**Document source**
Le Premier ministre sortant —et entrant— a surfé sur la vague des Forces nouvelles, qui se sont imposées au cours des neuf dernières années. Celui qu’on surnommait le «Che» dans sa tendre jeunesse en fut le secrétaire général, après avoir été secrétaire général du Mouvement patriotique de Côte d’Ivoire (MPCI). Il représenta la caution politique de ce Mouvement qui incarna le coup de force du 19 septembre 2002. Il peut se targuer d’avoir été, de 2002 à 2007, le leader de forces qui contrôlaient la moitié du territoire ivoirien. S’il n’est censément pas à l’origine de cette rébellion, il est devenu, de cette hydre, la tête la plus visible.
De même, s’il ne devait pas être le premier responsable du nouveau gouvernement de Ouattara (poste promis au Parti démocratique de Côte d’Ivoire, le PDCI, de Henri Konan Bédié), il s’est imposé comme l’homme providentiel capable de mener les Forces républicaines de Côte d’Ivoire (FRCI), loyales à Ouattara, à un assaut final maladroit —mais fructueux.
Egalement ministre de la Défense, il endossa le costume de chef de guerre à la place d’un Ouattara soucieux de ne pas troquer la flanelle pour le treillis. Soro a peut-être usurpé la place d’Ibrahim Coulibaly. dans le MPCI. Il a peut-être dribblé le PDCI pour accéder à la primature. Mais quand bien même il serait un «cannibale» politique, il s’est rendu, à chaque fois, incontestable.
39 ans, et un CV déjà bien rempli
Si Alassane Ouattara devient, à 69 ans, président in extremis, Guillaume Soro a son avenir devant lui. Agé de 39 ans, il est tout à la fois jeune en politique et titulaire d’une longue expérience. Jeune? L’humoriste Adama Dahico explique, dans son dernier spectacle, que, depuis Soro, «P.M.» ne veut plus dire «Premier ministre», mais «Premier métier».

**Relevé**
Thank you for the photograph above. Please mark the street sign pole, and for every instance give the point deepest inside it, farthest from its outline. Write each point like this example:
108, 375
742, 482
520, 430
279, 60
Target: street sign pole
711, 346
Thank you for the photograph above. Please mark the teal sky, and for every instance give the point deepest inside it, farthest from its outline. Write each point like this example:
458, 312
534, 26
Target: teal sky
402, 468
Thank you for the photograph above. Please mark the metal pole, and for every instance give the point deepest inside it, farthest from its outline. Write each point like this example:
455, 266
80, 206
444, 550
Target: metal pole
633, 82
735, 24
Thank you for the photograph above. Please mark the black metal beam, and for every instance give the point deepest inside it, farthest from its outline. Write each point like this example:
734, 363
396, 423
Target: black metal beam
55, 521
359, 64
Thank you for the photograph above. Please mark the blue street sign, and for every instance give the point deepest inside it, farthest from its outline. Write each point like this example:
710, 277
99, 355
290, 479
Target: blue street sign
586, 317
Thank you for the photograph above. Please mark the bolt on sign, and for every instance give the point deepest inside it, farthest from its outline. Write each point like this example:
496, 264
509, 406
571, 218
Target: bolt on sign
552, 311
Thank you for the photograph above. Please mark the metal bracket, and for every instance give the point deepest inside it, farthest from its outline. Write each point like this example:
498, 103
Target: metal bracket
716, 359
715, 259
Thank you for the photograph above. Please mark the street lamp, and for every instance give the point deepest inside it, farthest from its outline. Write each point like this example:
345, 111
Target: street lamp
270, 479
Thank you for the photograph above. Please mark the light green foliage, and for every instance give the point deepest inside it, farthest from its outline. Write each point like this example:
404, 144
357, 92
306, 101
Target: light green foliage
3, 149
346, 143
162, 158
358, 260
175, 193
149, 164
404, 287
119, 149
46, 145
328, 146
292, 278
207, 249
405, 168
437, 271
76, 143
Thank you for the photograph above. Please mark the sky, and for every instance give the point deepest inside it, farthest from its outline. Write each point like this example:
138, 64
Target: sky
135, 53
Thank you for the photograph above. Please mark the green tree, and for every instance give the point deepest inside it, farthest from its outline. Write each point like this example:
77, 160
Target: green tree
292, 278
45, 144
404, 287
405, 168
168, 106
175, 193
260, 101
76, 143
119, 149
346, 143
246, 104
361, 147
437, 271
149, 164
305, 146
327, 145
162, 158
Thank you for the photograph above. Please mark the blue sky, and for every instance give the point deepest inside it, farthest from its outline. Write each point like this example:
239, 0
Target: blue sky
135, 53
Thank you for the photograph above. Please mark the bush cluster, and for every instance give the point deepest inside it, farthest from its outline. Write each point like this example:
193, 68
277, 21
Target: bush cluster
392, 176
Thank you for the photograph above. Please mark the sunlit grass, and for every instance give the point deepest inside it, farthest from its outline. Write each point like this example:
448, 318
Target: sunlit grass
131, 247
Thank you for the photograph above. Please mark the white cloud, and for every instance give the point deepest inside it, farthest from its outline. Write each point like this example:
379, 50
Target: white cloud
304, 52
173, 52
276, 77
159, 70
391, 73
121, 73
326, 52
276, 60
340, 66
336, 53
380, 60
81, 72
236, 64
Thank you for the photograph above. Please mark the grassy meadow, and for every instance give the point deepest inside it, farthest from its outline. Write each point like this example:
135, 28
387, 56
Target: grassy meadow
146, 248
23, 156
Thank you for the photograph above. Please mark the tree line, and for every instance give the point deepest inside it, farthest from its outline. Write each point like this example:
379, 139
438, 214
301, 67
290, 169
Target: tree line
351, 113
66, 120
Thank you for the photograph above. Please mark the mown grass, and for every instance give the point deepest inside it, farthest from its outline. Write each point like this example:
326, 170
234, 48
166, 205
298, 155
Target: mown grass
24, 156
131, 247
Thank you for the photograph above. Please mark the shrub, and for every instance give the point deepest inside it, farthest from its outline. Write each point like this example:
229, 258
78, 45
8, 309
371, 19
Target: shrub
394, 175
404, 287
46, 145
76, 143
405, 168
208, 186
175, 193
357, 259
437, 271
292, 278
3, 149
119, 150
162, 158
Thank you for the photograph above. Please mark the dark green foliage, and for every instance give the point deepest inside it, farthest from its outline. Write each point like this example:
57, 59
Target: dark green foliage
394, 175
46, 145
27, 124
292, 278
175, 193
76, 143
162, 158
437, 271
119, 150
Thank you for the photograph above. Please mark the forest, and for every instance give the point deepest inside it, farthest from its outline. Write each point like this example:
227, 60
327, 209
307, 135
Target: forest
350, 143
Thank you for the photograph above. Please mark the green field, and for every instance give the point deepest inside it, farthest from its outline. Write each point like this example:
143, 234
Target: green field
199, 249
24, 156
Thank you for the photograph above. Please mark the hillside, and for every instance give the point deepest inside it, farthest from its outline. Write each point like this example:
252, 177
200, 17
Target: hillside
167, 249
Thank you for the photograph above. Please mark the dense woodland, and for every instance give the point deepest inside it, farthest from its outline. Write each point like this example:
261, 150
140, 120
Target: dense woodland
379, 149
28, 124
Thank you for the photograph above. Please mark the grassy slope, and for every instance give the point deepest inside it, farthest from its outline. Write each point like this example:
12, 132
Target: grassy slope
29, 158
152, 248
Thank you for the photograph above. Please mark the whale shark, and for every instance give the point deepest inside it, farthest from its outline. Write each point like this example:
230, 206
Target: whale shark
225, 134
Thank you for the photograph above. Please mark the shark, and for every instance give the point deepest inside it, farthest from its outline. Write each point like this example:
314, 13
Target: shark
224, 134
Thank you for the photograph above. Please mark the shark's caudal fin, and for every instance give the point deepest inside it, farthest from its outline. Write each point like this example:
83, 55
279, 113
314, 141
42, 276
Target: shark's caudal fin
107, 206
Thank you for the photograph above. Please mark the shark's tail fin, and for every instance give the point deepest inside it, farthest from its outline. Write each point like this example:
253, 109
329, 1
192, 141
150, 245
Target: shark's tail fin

**Exercice proposé**
Recopiez sans rien changer le passage du texte sur Guillaume Soro qui s'ouvre sur les mots « De même, s’il » et se termine par « maladroit —mais fructueux. ».

**Réponse attendue**
De même, s’il ne devait pas être le premier responsable du nouveau gouvernement de Ouattara (poste promis au Parti démocratique de Côte d’Ivoire, le PDCI, de Henri Konan Bédié), il s’est imposé comme l’homme providentiel capable de mener les Forces républicaines de Côte d’Ivoire (FRCI), loyales à Ouattara, à un assaut final maladroit —mais fructueux.